§ **SUPPLIED DATA**
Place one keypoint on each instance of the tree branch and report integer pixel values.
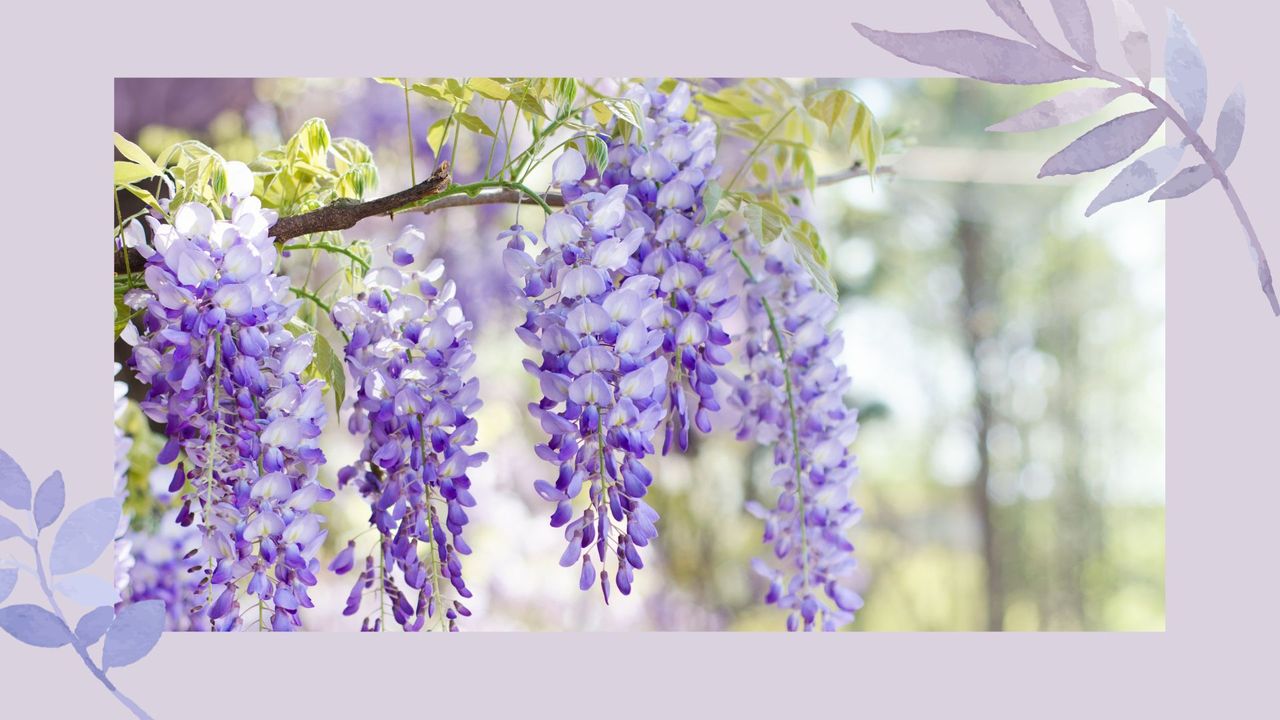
(337, 215)
(557, 200)
(344, 214)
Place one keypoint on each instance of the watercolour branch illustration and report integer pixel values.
(127, 633)
(1033, 60)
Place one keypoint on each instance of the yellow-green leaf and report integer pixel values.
(136, 154)
(488, 87)
(128, 173)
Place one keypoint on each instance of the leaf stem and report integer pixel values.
(1197, 142)
(795, 425)
(76, 642)
(408, 127)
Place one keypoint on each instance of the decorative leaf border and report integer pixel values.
(87, 531)
(1033, 60)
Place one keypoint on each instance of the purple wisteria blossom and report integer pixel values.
(161, 568)
(224, 376)
(666, 178)
(624, 301)
(594, 320)
(119, 486)
(791, 399)
(410, 354)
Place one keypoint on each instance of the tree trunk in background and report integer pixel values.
(977, 323)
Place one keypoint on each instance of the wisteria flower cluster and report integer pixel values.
(791, 400)
(408, 355)
(224, 377)
(625, 296)
(624, 301)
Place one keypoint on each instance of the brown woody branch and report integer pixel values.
(334, 217)
(503, 196)
(342, 215)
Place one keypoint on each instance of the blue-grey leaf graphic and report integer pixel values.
(1078, 27)
(85, 534)
(1185, 72)
(1105, 145)
(9, 529)
(8, 579)
(87, 589)
(974, 54)
(133, 633)
(1230, 128)
(1134, 40)
(1184, 183)
(94, 624)
(35, 625)
(50, 500)
(14, 486)
(1138, 177)
(1016, 18)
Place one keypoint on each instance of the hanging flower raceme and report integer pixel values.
(667, 177)
(119, 486)
(594, 319)
(791, 399)
(408, 355)
(224, 376)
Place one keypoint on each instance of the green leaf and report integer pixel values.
(435, 91)
(325, 363)
(128, 173)
(488, 87)
(435, 133)
(830, 106)
(144, 196)
(329, 367)
(597, 151)
(472, 123)
(136, 154)
(712, 194)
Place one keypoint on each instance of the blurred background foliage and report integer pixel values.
(1006, 354)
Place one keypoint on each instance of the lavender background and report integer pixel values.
(1221, 346)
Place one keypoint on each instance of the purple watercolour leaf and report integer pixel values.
(973, 54)
(1184, 68)
(1016, 18)
(8, 529)
(1078, 27)
(1138, 177)
(133, 633)
(1063, 109)
(1134, 40)
(1230, 128)
(87, 589)
(1105, 145)
(94, 624)
(85, 534)
(50, 500)
(14, 486)
(8, 579)
(35, 625)
(1184, 183)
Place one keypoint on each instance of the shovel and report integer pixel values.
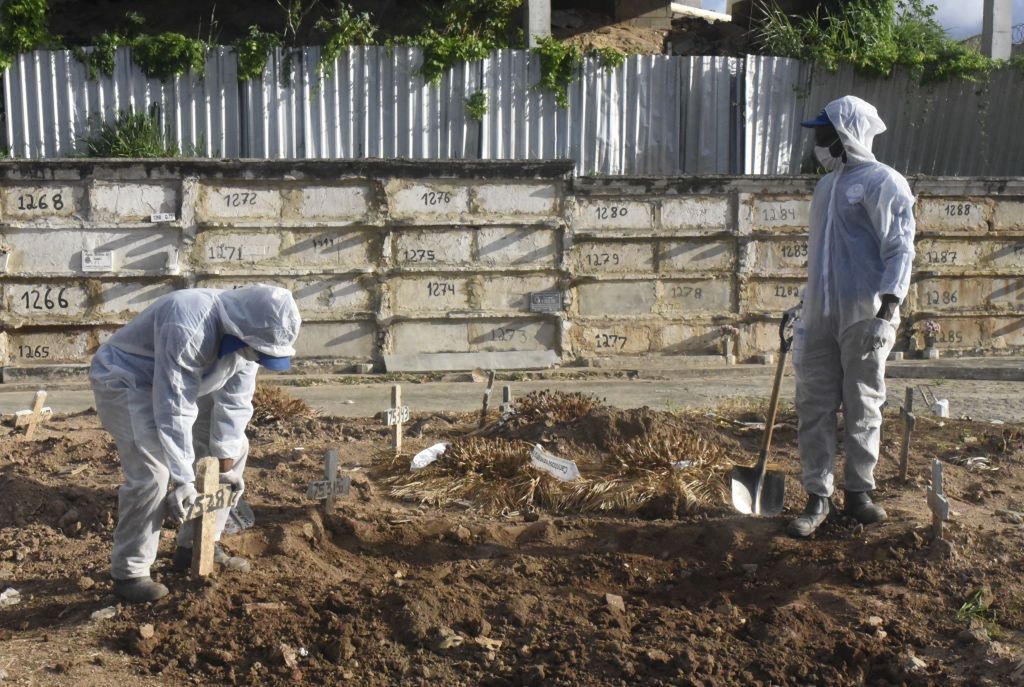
(755, 490)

§ **EXERCISE AIM**
Pictures are to be omitted. The lines from the line holding "Place one keypoint on each instance of the lavender" through the closing line of the data above are to be set down exactly, and nothing more.

§ **REPLY**
Place one keypoint on each instance of the lavender background and report integer pixel values.
(1221, 346)
Place one keypoint on each instance of the purple watercolour leaf and report integer pixel values.
(973, 54)
(1184, 68)
(1016, 18)
(8, 529)
(1078, 27)
(1138, 177)
(133, 633)
(1063, 109)
(1134, 40)
(1230, 128)
(87, 589)
(1105, 145)
(94, 624)
(85, 534)
(50, 500)
(14, 486)
(8, 579)
(35, 625)
(1184, 183)
Place one keypoint on each instance of the shovel and report integer pixel values.
(755, 490)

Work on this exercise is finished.